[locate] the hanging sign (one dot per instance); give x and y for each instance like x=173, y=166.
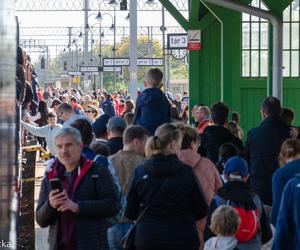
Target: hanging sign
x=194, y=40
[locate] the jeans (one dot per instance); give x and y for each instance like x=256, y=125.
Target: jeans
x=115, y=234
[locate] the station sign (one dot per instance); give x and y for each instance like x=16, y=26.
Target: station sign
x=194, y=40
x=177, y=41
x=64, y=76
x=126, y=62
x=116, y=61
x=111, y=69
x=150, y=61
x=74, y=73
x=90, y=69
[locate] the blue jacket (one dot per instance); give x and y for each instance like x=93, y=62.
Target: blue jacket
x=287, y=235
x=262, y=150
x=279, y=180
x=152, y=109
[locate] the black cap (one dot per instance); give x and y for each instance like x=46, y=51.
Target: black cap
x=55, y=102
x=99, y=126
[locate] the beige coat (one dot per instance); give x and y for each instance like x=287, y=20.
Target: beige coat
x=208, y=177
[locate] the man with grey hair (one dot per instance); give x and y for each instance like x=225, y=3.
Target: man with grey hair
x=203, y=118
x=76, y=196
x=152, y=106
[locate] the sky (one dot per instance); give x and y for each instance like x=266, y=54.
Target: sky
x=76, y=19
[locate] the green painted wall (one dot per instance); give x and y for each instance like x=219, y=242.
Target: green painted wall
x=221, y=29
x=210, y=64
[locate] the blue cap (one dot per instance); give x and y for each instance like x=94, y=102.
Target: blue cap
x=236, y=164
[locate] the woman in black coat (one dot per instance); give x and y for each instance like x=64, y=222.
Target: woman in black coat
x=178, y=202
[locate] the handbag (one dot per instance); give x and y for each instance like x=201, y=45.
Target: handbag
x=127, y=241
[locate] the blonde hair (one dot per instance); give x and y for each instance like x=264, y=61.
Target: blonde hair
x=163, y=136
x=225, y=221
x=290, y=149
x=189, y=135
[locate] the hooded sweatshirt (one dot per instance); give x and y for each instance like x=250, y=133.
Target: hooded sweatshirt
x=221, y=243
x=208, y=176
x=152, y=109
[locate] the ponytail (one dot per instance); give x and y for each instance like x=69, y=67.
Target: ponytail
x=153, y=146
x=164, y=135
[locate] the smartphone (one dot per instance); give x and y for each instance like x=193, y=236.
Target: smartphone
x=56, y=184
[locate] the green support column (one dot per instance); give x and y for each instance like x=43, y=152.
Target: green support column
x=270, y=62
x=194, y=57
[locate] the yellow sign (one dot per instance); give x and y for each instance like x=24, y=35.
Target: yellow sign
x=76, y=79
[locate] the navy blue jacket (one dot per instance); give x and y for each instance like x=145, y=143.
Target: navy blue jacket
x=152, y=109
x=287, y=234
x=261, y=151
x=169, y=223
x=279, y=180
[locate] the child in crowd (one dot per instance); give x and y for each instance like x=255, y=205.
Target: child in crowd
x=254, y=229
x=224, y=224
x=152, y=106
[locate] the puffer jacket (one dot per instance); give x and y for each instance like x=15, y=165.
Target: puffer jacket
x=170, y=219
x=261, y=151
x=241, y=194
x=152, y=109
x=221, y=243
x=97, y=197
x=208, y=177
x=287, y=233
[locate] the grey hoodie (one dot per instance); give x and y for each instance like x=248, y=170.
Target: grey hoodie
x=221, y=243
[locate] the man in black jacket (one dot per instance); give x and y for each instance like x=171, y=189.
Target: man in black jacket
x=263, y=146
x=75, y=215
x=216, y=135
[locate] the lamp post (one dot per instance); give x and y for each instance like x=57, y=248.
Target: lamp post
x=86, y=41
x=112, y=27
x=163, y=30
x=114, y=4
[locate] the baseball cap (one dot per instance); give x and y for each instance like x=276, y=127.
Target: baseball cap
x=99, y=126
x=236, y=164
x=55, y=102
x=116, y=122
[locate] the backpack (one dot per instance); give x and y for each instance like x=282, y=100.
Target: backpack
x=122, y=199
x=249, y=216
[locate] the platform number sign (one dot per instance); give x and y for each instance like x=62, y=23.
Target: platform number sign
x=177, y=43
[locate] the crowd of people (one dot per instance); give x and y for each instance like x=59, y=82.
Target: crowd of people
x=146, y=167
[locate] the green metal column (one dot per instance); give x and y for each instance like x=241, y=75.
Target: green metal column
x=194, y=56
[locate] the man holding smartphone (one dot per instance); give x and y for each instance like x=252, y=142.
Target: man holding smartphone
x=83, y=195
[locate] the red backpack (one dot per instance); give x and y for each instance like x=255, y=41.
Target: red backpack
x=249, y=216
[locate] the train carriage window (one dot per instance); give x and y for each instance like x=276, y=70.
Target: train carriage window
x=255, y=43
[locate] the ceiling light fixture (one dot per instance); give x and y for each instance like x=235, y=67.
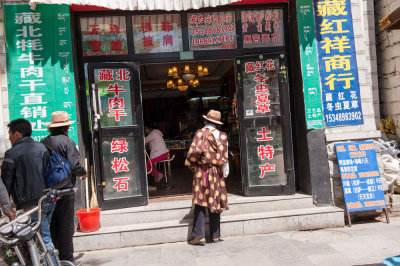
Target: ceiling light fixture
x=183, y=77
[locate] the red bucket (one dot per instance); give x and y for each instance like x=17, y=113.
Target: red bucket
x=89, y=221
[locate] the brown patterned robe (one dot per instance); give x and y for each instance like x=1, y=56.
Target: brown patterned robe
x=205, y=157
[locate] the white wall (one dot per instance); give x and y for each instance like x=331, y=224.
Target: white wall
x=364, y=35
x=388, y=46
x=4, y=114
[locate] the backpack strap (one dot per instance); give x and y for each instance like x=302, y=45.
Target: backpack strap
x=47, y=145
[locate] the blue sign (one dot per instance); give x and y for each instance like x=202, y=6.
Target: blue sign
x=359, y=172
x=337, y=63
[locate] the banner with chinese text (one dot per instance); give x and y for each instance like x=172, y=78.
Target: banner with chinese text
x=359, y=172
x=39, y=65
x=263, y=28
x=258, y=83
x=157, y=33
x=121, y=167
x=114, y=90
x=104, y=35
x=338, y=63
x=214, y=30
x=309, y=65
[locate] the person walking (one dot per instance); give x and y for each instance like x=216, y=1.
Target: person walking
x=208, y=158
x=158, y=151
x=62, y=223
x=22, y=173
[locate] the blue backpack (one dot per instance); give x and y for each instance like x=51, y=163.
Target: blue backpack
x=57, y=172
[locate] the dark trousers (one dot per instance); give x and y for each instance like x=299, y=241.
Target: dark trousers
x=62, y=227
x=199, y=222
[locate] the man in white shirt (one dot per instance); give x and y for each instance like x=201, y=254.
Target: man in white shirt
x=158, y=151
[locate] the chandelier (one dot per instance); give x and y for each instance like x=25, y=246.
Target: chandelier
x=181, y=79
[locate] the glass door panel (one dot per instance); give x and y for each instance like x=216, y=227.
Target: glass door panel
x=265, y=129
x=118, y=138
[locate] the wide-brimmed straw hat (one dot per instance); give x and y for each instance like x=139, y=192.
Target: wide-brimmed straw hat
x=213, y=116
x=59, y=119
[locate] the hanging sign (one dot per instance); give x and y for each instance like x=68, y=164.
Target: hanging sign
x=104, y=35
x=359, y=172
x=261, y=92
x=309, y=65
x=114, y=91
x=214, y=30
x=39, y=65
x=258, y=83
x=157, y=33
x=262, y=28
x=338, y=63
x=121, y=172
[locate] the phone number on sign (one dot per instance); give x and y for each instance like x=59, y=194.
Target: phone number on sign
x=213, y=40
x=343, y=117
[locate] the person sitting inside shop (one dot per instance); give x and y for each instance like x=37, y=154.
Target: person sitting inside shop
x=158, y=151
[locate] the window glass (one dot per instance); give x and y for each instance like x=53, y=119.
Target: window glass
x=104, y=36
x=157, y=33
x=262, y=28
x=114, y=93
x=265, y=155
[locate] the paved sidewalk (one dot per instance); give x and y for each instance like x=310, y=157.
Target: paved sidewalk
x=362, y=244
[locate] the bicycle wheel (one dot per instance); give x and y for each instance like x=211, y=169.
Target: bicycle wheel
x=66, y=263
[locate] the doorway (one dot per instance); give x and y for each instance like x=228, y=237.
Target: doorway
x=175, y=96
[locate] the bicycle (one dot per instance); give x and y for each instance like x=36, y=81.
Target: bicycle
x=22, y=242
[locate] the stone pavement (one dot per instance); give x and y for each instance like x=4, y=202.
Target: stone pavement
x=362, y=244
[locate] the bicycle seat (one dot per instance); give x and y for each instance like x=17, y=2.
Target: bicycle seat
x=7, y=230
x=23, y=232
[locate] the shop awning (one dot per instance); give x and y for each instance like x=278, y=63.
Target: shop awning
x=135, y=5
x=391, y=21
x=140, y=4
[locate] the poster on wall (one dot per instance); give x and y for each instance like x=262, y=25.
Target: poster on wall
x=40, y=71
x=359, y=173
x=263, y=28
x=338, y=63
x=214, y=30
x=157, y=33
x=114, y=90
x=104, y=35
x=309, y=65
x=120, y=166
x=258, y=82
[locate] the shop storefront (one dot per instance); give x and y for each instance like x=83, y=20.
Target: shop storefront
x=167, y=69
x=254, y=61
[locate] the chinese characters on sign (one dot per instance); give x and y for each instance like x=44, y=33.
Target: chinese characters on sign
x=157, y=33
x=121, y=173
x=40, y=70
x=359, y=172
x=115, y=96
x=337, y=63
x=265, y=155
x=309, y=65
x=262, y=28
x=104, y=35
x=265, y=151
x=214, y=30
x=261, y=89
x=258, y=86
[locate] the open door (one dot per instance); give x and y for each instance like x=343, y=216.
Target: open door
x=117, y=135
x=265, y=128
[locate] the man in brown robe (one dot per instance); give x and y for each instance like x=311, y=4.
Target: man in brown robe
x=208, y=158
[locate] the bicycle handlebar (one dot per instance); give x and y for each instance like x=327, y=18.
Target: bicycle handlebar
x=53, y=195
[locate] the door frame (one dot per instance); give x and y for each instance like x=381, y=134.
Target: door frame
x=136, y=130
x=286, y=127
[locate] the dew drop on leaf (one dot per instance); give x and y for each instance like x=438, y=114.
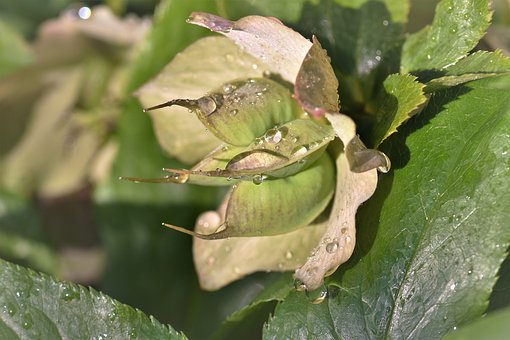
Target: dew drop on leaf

## WHAT IS NEEDED
Which lines above run from the one containing "Target: handbag" to the one containing "[locate] the puffer"? Give them again exactly, both ends included.

## TASK OUTPUT
Target: handbag
x=127, y=241
[locate] the blonde hair (one dot per instance); give x and y for each instance like x=264, y=61.
Target: blonde hair
x=163, y=136
x=225, y=221
x=290, y=149
x=189, y=135
[locate] the hooded sweatshirt (one dot per instance); give x and y for each instance like x=250, y=133.
Target: hooded sweatshirt
x=221, y=243
x=208, y=176
x=152, y=109
[locate] the ponytail (one dot per instance); give x and y for each instance like x=69, y=67.
Target: ponytail
x=153, y=146
x=164, y=135
[locate] the smartphone (one dot per instance); give x and y for each instance like x=193, y=236.
Target: smartphone
x=56, y=184
[locate] the green support column (one dot per instance); give x and y for each instance like x=43, y=152.
Target: green support column
x=270, y=62
x=194, y=57
[locate] the yellow sign (one dot per instance); give x and y for each instance like x=24, y=35.
Target: yellow sign
x=76, y=79
[locate] the navy blue jacket (one dot per instance); give x and y for each instance like x=145, y=143.
Target: navy blue jacket
x=152, y=109
x=287, y=234
x=261, y=151
x=169, y=223
x=279, y=180
[locate] the child in crowd (one dot per instance); give x and y for each instance like x=255, y=205.
Target: child in crowd
x=254, y=229
x=224, y=224
x=152, y=106
[locate] the puffer jacket (one dot per instance); give x and y for each instance like x=15, y=165.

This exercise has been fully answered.